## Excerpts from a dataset
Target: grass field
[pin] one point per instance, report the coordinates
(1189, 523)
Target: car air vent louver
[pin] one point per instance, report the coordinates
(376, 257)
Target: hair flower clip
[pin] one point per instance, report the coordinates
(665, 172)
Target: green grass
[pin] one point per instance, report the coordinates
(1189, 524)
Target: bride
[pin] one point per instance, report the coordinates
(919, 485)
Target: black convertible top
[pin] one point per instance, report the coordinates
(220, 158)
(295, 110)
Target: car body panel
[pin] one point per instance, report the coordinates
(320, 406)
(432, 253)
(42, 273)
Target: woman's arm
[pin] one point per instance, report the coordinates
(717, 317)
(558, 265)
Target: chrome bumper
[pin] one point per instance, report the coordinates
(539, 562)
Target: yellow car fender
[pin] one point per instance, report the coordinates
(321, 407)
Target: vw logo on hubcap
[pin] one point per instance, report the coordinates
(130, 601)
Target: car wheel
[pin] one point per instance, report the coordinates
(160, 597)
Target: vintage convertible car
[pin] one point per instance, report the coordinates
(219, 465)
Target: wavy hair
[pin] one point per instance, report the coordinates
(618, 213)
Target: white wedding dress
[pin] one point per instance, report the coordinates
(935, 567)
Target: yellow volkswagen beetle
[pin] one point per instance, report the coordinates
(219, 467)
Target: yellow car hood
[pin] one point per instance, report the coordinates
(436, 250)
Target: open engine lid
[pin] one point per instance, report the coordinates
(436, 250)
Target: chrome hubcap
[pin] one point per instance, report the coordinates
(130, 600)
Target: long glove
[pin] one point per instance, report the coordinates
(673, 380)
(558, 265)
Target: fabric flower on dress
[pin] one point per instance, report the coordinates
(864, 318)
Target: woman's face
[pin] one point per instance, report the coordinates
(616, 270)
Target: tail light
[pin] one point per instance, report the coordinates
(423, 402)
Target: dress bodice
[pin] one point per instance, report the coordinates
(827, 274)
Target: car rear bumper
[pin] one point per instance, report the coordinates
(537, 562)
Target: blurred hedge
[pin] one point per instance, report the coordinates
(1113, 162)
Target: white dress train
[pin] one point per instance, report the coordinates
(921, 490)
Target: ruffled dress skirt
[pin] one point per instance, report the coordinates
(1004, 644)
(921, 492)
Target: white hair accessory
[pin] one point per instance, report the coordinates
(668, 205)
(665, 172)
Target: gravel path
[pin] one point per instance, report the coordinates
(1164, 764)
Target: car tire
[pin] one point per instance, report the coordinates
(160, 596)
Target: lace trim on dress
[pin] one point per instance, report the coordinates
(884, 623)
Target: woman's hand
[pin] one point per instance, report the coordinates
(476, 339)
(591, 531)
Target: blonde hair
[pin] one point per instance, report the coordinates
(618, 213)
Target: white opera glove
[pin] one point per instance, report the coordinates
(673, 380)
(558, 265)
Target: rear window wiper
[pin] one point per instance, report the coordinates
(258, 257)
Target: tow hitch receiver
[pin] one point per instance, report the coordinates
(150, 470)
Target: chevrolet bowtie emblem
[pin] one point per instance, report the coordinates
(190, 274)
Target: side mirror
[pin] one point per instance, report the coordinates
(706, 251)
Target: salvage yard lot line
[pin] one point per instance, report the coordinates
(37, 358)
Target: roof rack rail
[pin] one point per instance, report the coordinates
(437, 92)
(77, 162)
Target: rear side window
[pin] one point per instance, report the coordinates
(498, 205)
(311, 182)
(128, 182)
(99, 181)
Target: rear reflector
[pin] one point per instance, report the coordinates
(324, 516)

## Exercise brief
Each entry above should be output again, precisely as given.

## Answer to this problem
Target: grass field
[pin] one point per instance, report the coordinates
(1189, 523)
Target: car air vent louver
[pin] one point per instance, report the coordinates
(376, 257)
Target: hair flower clip
[pin] one point per instance, report the coordinates
(665, 172)
Target: green grass
[pin] one point per instance, report the coordinates
(1189, 524)
Target: bride
[pin] one point per instance, report the coordinates
(919, 485)
Target: black convertible top
[pin] one point per instance, report the coordinates
(220, 158)
(295, 110)
Target: car body panel
[pin] one point per instance, report the coordinates
(320, 406)
(432, 253)
(42, 273)
Target: woman's arm
[pin] one point per instance, report the coordinates
(717, 317)
(558, 265)
Target: chrome bumper
[pin] one point per instance, report the coordinates
(539, 562)
Target: yellow car fender
[pin] one point per instance, report the coordinates
(321, 407)
Target: vw logo on hubcap
[pin] one point per instance, report the coordinates
(130, 601)
Target: car wheel
[pin] one point per instance, report the coordinates
(160, 597)
Target: vintage convertible car
[pin] one point per instance, report the coordinates
(219, 465)
Target: wavy hair
[pin] one point per instance, report the coordinates
(618, 213)
Target: white wedding dress
[pin] one point per instance, report the coordinates
(935, 567)
Target: yellow volkswagen beetle
[pin] one point per instance, report the coordinates
(219, 467)
Target: yellow car hood
[pin] one point per instance, report the coordinates
(436, 250)
Target: open engine lid
[pin] one point per instance, report the coordinates
(436, 250)
Target: chrome hubcap
[pin] one point per instance, report the coordinates
(130, 600)
Target: long glove
[pin] one point per instance, report the coordinates
(673, 380)
(558, 265)
Target: fabric flower on dress
[pin] one point per instance, report the coordinates
(864, 318)
Target: woman's face
[pin] one point per instance, report the coordinates
(616, 270)
Target: tail light
[pin] one point per instance, report the coordinates
(423, 402)
Target: dress bodice
[pin] one point per instance, report the coordinates
(827, 274)
Target: car rear bumper
[pin] one point per instance, report the coordinates
(537, 562)
Target: blurred hedge
[pin] one point per instance, report the coordinates
(1113, 162)
Target: white dress train
[pin] one point per instance, report the coordinates
(921, 490)
Target: ruffled dress skirt
[pin] one point per instance, report the coordinates
(1004, 644)
(921, 492)
Target: white hair accessory
[pin] one point per instance, report the coordinates
(668, 205)
(665, 172)
Target: gravel path
[pin] one point per instance, report the coordinates
(1164, 764)
Target: car tire
[pin] one point per instance, report the coordinates
(160, 596)
Target: lace trim on dress
[pin] one point per instance, report the coordinates
(884, 623)
Target: woman's hand
[pin] one point per instance, report the coordinates
(476, 339)
(591, 531)
Target: blonde hair
[pin] one point per instance, report the coordinates
(618, 213)
Target: white opera glove
[pin] one point per instance, report the coordinates
(673, 380)
(558, 265)
Target: rear window wiper
[pin] one point per instance, report the coordinates
(258, 257)
Target: tow hitch receiver
[pin] one point per instance, report the coordinates
(150, 470)
Target: chevrolet bowtie emblem
[pin] one point per instance, report the coordinates
(190, 274)
Target: side mirror
[pin] one point per instance, report the coordinates
(706, 251)
Target: salvage yard lot line
[pin] one point per instance, report the coordinates
(37, 358)
Target: roof rack rail
[pin] one point per instance, report the coordinates
(437, 92)
(77, 162)
Target: rear side window
[pin] one point per instance, report the coordinates
(498, 205)
(311, 182)
(128, 182)
(99, 181)
Target: rear reflector
[pin] one point per instance, report the coordinates
(324, 516)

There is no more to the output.